Task brief:
Write out the whole listing below, keeping every line unchanged.

Pointing records for named objects:
▼
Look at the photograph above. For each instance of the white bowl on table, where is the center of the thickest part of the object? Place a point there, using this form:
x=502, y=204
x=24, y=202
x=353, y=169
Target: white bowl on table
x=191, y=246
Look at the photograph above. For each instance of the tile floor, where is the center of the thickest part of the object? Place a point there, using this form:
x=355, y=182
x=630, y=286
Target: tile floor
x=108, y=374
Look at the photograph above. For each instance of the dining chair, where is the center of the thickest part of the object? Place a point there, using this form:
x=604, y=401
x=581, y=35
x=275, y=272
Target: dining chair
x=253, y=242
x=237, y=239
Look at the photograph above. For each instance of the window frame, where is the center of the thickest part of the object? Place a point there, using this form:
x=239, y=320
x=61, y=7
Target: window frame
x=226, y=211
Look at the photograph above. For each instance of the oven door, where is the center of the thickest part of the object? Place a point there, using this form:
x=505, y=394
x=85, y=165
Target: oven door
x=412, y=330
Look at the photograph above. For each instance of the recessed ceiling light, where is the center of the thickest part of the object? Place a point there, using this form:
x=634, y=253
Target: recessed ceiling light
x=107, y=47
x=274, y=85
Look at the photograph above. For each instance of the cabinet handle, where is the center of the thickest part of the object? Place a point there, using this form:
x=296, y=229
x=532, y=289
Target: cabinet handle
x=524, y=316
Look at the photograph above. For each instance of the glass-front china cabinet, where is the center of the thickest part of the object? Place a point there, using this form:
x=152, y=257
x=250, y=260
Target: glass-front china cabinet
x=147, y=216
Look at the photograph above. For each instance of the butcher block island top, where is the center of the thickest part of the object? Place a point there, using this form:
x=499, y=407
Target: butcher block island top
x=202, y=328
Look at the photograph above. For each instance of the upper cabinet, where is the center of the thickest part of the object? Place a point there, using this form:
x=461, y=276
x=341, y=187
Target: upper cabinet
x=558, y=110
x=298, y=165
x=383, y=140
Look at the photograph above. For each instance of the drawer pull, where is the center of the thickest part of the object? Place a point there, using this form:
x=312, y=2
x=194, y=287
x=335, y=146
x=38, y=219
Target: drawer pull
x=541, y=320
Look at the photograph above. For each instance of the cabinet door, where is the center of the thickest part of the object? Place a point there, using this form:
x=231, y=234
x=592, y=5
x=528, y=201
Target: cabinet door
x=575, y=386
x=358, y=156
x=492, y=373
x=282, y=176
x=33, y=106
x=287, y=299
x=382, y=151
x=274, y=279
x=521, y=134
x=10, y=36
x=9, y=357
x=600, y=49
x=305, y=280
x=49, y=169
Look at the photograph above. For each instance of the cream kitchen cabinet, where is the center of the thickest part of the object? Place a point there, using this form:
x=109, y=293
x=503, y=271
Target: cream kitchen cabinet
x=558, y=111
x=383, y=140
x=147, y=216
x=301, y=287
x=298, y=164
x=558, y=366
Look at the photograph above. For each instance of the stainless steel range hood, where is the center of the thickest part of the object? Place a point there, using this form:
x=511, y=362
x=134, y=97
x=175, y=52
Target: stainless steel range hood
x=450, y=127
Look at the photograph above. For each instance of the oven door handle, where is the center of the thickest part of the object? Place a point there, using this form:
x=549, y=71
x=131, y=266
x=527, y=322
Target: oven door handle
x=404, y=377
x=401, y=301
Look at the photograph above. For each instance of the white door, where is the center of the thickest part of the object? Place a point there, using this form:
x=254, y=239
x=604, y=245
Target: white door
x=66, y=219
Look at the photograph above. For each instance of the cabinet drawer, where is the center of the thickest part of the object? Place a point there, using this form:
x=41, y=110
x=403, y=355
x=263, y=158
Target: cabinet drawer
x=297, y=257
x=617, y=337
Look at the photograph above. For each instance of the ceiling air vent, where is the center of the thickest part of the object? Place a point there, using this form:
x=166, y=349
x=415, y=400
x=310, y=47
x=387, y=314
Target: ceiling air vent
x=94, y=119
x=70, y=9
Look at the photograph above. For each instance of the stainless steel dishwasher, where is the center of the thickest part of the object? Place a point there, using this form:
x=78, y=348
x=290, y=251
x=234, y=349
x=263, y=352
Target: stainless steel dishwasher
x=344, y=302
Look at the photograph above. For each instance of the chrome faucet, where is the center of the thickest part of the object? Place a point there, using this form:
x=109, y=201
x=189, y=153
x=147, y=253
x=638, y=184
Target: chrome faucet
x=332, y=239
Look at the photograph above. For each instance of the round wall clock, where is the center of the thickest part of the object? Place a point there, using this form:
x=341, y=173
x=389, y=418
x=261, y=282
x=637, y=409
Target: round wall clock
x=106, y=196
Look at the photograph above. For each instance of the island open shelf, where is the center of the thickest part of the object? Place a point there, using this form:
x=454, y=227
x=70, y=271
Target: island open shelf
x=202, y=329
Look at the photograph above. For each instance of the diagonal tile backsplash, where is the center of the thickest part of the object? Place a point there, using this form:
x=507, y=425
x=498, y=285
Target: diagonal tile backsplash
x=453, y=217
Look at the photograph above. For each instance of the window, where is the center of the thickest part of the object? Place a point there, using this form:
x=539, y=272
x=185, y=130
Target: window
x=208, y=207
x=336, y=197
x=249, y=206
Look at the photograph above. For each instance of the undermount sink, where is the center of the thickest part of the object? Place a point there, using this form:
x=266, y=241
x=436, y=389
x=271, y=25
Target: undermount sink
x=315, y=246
▲
Reply:
Look at the photograph above. For each instance of the white bowl on table, where is the center of the thickest part of the object? Place a point there, using this form:
x=502, y=204
x=24, y=202
x=353, y=169
Target: white bowl on table
x=191, y=246
Look at the photograph above. For each instance of the tile floor, where is the center of the thickest part of the object? Place a point there, using this form:
x=355, y=182
x=630, y=286
Target: tile floor
x=108, y=374
Look at the photograph above. For each instance of the dining chair, where is the center of the thickest part of the object? Place a point there, using this form:
x=604, y=401
x=581, y=35
x=275, y=272
Target: dining chair
x=253, y=242
x=237, y=239
Look at the photograph above. For each instance of the window frame, where is the center of the thickest part of the object? Place a point there, using this form:
x=239, y=320
x=61, y=7
Target: window frame
x=226, y=211
Look at the photograph above. For each instance of the oven door, where is the center of the thickest part of the object? Place a point there, using this form:
x=505, y=394
x=85, y=165
Target: oven door
x=412, y=330
Look at the photograph above. For each instance of the recessed ceiling light, where is the center of the thickest part of the object? Place a point there, using this form:
x=634, y=253
Target: recessed ceiling light
x=107, y=47
x=274, y=85
Look at the photograph above. For each instance of the cabinet handle, where is the center of the thickest part of the object? Place a point there, using this form:
x=296, y=229
x=532, y=289
Target: cabinet handle
x=524, y=316
Look at the photograph above. For each instance of the glass-front china cabinet, where is the center of the thickest part of the object? Place a point there, using this form:
x=152, y=257
x=250, y=260
Target: glass-front china cabinet
x=147, y=216
Look at the photograph above. For each instance of the butcher block island top, where is the center of the thickest part of the object? Place a point there, using this form:
x=499, y=407
Target: butcher block island top
x=202, y=328
Look at the photograph above. For each instance of the upper cabinet, where is the center of the thickest part of the object? Place a point there, using this form:
x=461, y=276
x=341, y=187
Target: upper cabinet
x=558, y=110
x=298, y=165
x=383, y=140
Look at the photograph above. For each instance of the drawer pull, where is the center of the thickest part of the object? Place a point there, using this form:
x=312, y=2
x=194, y=287
x=335, y=146
x=38, y=219
Target: drawer pull
x=541, y=320
Look at the photograph above. For each instance of the cabinet door, where is the center of the thickest part of the object? Place a point there, using this form:
x=231, y=234
x=592, y=5
x=528, y=201
Target: cabinet door
x=575, y=386
x=358, y=156
x=492, y=373
x=282, y=176
x=33, y=106
x=287, y=299
x=382, y=151
x=274, y=279
x=521, y=134
x=10, y=36
x=9, y=357
x=600, y=49
x=305, y=280
x=49, y=169
Look at the photograph above. For each instance of the cream kitchen cabinet, where is the center of the thickest part of the object? Place a point there, using this form:
x=109, y=293
x=503, y=271
Target: cream kitchen cabinet
x=558, y=111
x=383, y=140
x=147, y=216
x=301, y=287
x=298, y=164
x=558, y=366
Look at the photograph above. For each instance of the stainless steel range hood, where is the center of the thickest part of the object? Place a point there, using this form:
x=511, y=362
x=134, y=97
x=175, y=52
Target: stainless steel range hood
x=450, y=127
Look at the photograph above. For each instance of the oven door handle, where is the center of the thickest part of the object? Place a point there, using this form:
x=549, y=71
x=131, y=266
x=527, y=322
Target: oven door handle
x=404, y=377
x=401, y=301
Look at the photograph above. For each instance of the white door, where is the center of the thickest part of the object? Place a point there, using this form:
x=254, y=239
x=604, y=245
Target: white door
x=66, y=219
Look at the photograph above. For each instance of the cabinet drawer, where is the center of the thickest part of the object? Place a point there, using this form:
x=41, y=110
x=403, y=355
x=263, y=158
Target: cabinet drawer
x=297, y=257
x=617, y=337
Look at the photograph above. For each instance of the ceiling air vent, where is the center of the thickest part of the object? Place a point there, using this form:
x=166, y=349
x=415, y=400
x=310, y=47
x=387, y=314
Target: ceiling air vent
x=94, y=119
x=70, y=9
Look at the photograph above. For each instance of the stainless steel dishwasher, where is the center of the thickest part of the object? Place a point there, using this form:
x=78, y=348
x=290, y=251
x=234, y=349
x=263, y=352
Target: stainless steel dishwasher
x=344, y=302
Look at the photograph above. For each instance of the chrome faucet, where is the center of the thickest part of the object? Place a point there, using this form:
x=109, y=201
x=189, y=153
x=147, y=253
x=638, y=184
Target: chrome faucet
x=332, y=239
Look at the photograph above. For each instance of the round wall clock, where is the center of the thickest part of the object? Place a point there, using this form:
x=341, y=173
x=389, y=418
x=261, y=282
x=637, y=409
Target: round wall clock
x=106, y=196
Look at the photograph above. For each instance of the island open shelf, where is the center of the thickest part of the object? Place a point there, using this form:
x=454, y=227
x=70, y=271
Target: island open shelf
x=202, y=329
Look at the photograph above. For each instance of the diagonal tile backsplash, where is the center of the thickest part of the object? Place a point there, using this form:
x=507, y=425
x=498, y=285
Target: diagonal tile backsplash
x=453, y=217
Look at the photograph above. For each instance of the window, where is the center of the thickest part of the object? Place a point there, using this form:
x=539, y=272
x=185, y=130
Target: window
x=208, y=207
x=336, y=197
x=249, y=206
Look at the photograph above. For each instance of the undermount sink, where is the center of the thickest part of the object? Place a point there, using this form:
x=266, y=241
x=436, y=389
x=271, y=25
Target: undermount sink
x=315, y=246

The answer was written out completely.